*Goal*.
Can you output the records below exactly as they are written?

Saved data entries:
>> Begin

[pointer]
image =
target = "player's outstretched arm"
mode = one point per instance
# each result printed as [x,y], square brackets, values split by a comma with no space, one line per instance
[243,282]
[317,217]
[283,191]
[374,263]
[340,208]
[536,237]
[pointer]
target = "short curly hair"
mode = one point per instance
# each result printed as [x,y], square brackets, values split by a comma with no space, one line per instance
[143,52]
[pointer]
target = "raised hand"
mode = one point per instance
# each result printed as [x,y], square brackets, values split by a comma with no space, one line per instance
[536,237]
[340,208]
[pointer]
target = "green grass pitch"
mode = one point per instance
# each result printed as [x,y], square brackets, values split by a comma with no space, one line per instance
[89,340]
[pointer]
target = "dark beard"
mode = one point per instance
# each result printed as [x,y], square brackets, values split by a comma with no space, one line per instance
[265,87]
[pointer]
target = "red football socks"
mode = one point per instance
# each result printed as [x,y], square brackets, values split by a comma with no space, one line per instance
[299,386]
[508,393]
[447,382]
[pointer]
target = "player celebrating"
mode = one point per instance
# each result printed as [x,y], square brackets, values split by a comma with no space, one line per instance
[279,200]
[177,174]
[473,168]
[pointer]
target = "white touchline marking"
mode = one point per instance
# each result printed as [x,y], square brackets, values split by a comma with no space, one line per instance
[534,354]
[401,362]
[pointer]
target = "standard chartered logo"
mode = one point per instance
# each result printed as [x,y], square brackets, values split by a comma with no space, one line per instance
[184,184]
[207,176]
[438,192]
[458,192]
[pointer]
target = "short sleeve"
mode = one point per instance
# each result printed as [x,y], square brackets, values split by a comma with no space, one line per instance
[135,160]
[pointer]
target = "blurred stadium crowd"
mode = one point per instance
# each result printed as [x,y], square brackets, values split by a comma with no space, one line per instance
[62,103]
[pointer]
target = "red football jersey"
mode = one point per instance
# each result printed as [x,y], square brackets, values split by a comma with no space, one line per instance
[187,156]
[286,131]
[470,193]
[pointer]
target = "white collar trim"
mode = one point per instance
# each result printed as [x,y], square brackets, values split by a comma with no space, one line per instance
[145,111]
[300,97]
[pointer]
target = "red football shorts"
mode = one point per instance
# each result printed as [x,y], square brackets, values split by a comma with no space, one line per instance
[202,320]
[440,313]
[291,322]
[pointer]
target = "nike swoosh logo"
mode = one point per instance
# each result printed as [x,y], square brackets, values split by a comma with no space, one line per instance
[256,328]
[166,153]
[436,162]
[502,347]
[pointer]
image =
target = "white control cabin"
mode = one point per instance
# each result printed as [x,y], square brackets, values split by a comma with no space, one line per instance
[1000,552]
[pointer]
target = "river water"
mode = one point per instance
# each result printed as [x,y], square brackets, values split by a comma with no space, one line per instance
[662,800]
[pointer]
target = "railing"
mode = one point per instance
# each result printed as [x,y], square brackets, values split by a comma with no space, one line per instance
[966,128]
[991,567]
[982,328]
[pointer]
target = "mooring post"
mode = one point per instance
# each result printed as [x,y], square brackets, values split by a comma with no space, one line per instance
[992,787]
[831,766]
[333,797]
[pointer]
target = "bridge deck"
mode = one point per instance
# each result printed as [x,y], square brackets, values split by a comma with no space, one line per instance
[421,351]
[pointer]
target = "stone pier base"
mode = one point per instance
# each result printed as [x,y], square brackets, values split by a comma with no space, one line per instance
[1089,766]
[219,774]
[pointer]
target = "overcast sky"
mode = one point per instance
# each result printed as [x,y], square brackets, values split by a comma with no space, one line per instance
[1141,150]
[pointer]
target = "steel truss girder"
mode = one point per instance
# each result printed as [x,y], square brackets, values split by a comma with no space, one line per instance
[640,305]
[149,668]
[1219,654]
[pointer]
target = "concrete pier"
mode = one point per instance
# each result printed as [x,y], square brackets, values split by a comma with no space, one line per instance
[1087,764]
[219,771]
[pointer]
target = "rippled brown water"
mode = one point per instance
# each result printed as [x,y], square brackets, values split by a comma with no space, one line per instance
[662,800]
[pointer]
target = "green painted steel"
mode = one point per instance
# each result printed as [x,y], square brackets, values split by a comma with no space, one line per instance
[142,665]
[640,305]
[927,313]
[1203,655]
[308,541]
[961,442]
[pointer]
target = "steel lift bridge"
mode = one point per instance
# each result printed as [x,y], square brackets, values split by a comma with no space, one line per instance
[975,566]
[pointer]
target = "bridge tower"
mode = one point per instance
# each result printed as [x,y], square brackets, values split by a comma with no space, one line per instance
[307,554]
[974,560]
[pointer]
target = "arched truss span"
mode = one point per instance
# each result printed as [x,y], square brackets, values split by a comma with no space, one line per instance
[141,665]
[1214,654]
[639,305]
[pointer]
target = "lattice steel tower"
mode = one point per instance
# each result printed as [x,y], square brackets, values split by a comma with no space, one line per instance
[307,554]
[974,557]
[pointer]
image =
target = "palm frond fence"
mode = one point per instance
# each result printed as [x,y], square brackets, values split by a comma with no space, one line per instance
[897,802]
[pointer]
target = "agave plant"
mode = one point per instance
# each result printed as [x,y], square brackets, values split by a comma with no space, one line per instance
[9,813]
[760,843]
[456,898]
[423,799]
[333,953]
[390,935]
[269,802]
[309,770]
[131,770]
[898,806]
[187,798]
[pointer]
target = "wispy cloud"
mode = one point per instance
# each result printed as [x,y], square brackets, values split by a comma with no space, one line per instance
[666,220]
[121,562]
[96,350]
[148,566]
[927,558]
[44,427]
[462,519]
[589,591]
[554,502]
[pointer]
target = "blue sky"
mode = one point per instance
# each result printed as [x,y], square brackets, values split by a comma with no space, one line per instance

>> End

*Result*.
[pointer]
image =
target = "player's outstretched arm"
mode = one point per instance
# each result printed as [x,y], square brackets, values split by a comma with no space, one line per instance
[243,282]
[317,217]
[283,191]
[374,263]
[340,208]
[536,237]
[pointer]
target = "short curly hair"
mode = one point per instance
# each result printed as [x,y], square brackets, values split by a comma with no space, one line per instance
[143,52]
[pointer]
target = "raised hand"
mode = one point per instance
# each result printed as [x,y], square brackets, values split by a comma with no space, one line per instance
[536,237]
[340,208]
[pointer]
target = "green grass pitch"
mode = one point per instance
# each result printed as [x,y], square brackets, values split by a comma with no space, one line per instance
[89,340]
[pointer]
target = "dark beard"
mode = one point per instance
# each result printed as [x,y], square brackets, values split by a comma with no space, one line per instance
[265,87]
[pointer]
target = "red football socks"
mode = one point per instance
# each result printed as [x,y], square brackets, values split by a comma with no space, one line per instance
[299,386]
[508,393]
[447,382]
[pointer]
target = "player celebrating"
mode = one point per instance
# each result printed as [x,y], square brackets, values split by a comma with no space, one line per instance
[279,200]
[177,174]
[473,168]
[pointer]
target = "white touchline marking"
mode = one point per instance
# each result printed as [x,y], square brackets, values split by a comma with no space, one line per instance
[534,354]
[401,362]
[pointer]
target = "standard chartered logo"
mode = one point per instance
# each result printed as [x,y], square brackets, values split by a comma with no space, one line per instance
[184,184]
[207,176]
[438,192]
[458,192]
[pointer]
target = "short sleeve"
mode = one point per instance
# each result printed as [x,y], square brackets, values split by a comma with no space, one line per instance
[135,160]
[pointer]
target = "blurred stadium crowd"
mode = one point per instance
# each result printed as [x,y], square brackets, values split by a comma with no space, one line per instance
[62,103]
[pointer]
target = "red football jersey"
mode = one point per instance
# each result printed as [x,y], square brackets, values split by a comma with no space, one line per instance
[187,156]
[286,131]
[470,193]
[pointer]
target = "white collar trim"
mode = one point per instance
# each result printed as [x,y], square brackets, values split by a comma with no space, one line per instance
[145,111]
[300,97]
[pointer]
target = "red football shorts"
mode = one point per instance
# each result printed as [x,y], square brackets, values split by a comma with no space, one line per instance
[202,320]
[440,313]
[291,322]
[pointer]
target = "nike swoosh logo"
mode = one point per instance
# each result printed as [x,y], square brackets, values split by a comma with no space, one line per instance
[256,328]
[166,153]
[436,162]
[502,347]
[pointer]
image =
target = "white control cabin"
mode = one point per instance
# each result printed as [x,y], square brackets, values split by a comma with no space, one line per instance
[1000,552]
[pointer]
target = "river water"
mode = one point per instance
# each result printed as [x,y], square brackets, values split by a comma with no space, one line per instance
[662,800]
[pointer]
target = "railing"
mode = one point per instance
# each result printed as [x,y], square brackets, values split by a comma with no space, one line per instance
[966,128]
[991,567]
[982,328]
[pointer]
target = "mooring post"
mode = one point per instance
# each result printed as [x,y], square brackets, values split by a comma with no space, one line per instance
[992,787]
[831,766]
[333,797]
[pointer]
target = "bridge deck"
mode = one point per instance
# each result printed as [x,y], square brackets, values split by a comma with no space, one line per instance
[421,351]
[pointer]
target = "stone pier base"
mode = one point per instance
# each result printed as [x,y], square brackets, values split by a comma with no space, one line per instance
[1089,766]
[219,774]
[pointer]
target = "overcast sky"
mode = one point per instance
# each result printed as [x,y], square brackets, values split by a comma with no space, one line per instance
[1141,150]
[pointer]
target = "steel truss girder"
mode = one point per instance
# each result printed as [x,y], square brackets, values split by a comma with no space, one line per instance
[640,305]
[149,668]
[1219,654]
[pointer]
target = "concrete pier"
mode = one point per instance
# each result printed as [x,y], square brackets, values split by a comma with no space, one line per instance
[1087,764]
[219,771]
[pointer]
target = "rippled brown water"
mode = one point per instance
# each result printed as [x,y], square brackets, values split by a comma with no space, one line per instance
[662,800]
[pointer]
target = "green painted steel"
mode = one point per instance
# each result printed as [x,y], square brackets, values split by a comma with no space, one line per instance
[142,665]
[640,305]
[927,313]
[1203,655]
[308,541]
[961,442]
[pointer]
target = "steel lift bridge"
mode = one point per instance
# each result printed as [x,y], square brackets, values split by a comma with no space, one line per instance
[975,566]
[pointer]
target = "bridge tower"
mode = one point per instance
# each result printed as [x,y], square brackets, values split by a comma with no space, one line per instance
[307,554]
[974,560]
[pointer]
target = "arched truss span"
mode = one point per instance
# each result printed as [x,y], square brackets, values split by a comma with no space, one line per instance
[141,665]
[1214,654]
[639,305]
[pointer]
target = "lattice steel tower"
mode = one point per instance
# each result printed as [x,y], square brackets, values split by a comma with no space, one line per instance
[307,554]
[974,557]
[pointer]
image =
target = "palm frond fence"
mode = one point per instance
# each result printed as [x,y], square brackets, values split by a comma with no space, one line per instance
[897,802]
[pointer]
target = "agave plant"
mode = one point per instance
# each result printed as [x,y], square brackets, values split by a comma with no space, one line per instance
[9,813]
[760,843]
[456,898]
[423,799]
[333,953]
[390,935]
[269,802]
[309,770]
[131,770]
[898,806]
[187,798]
[pointer]
target = "wispy cloud"
mode = one point per instance
# each result printed as [x,y], square brackets, values split by a comma with no space, one line per instance
[666,220]
[121,562]
[96,350]
[148,566]
[927,558]
[44,427]
[462,519]
[589,591]
[554,502]
[pointer]
target = "blue sky"
mode = one point per instance
# each result printed as [x,y], square brackets, values split by a comma with no space, one line per instance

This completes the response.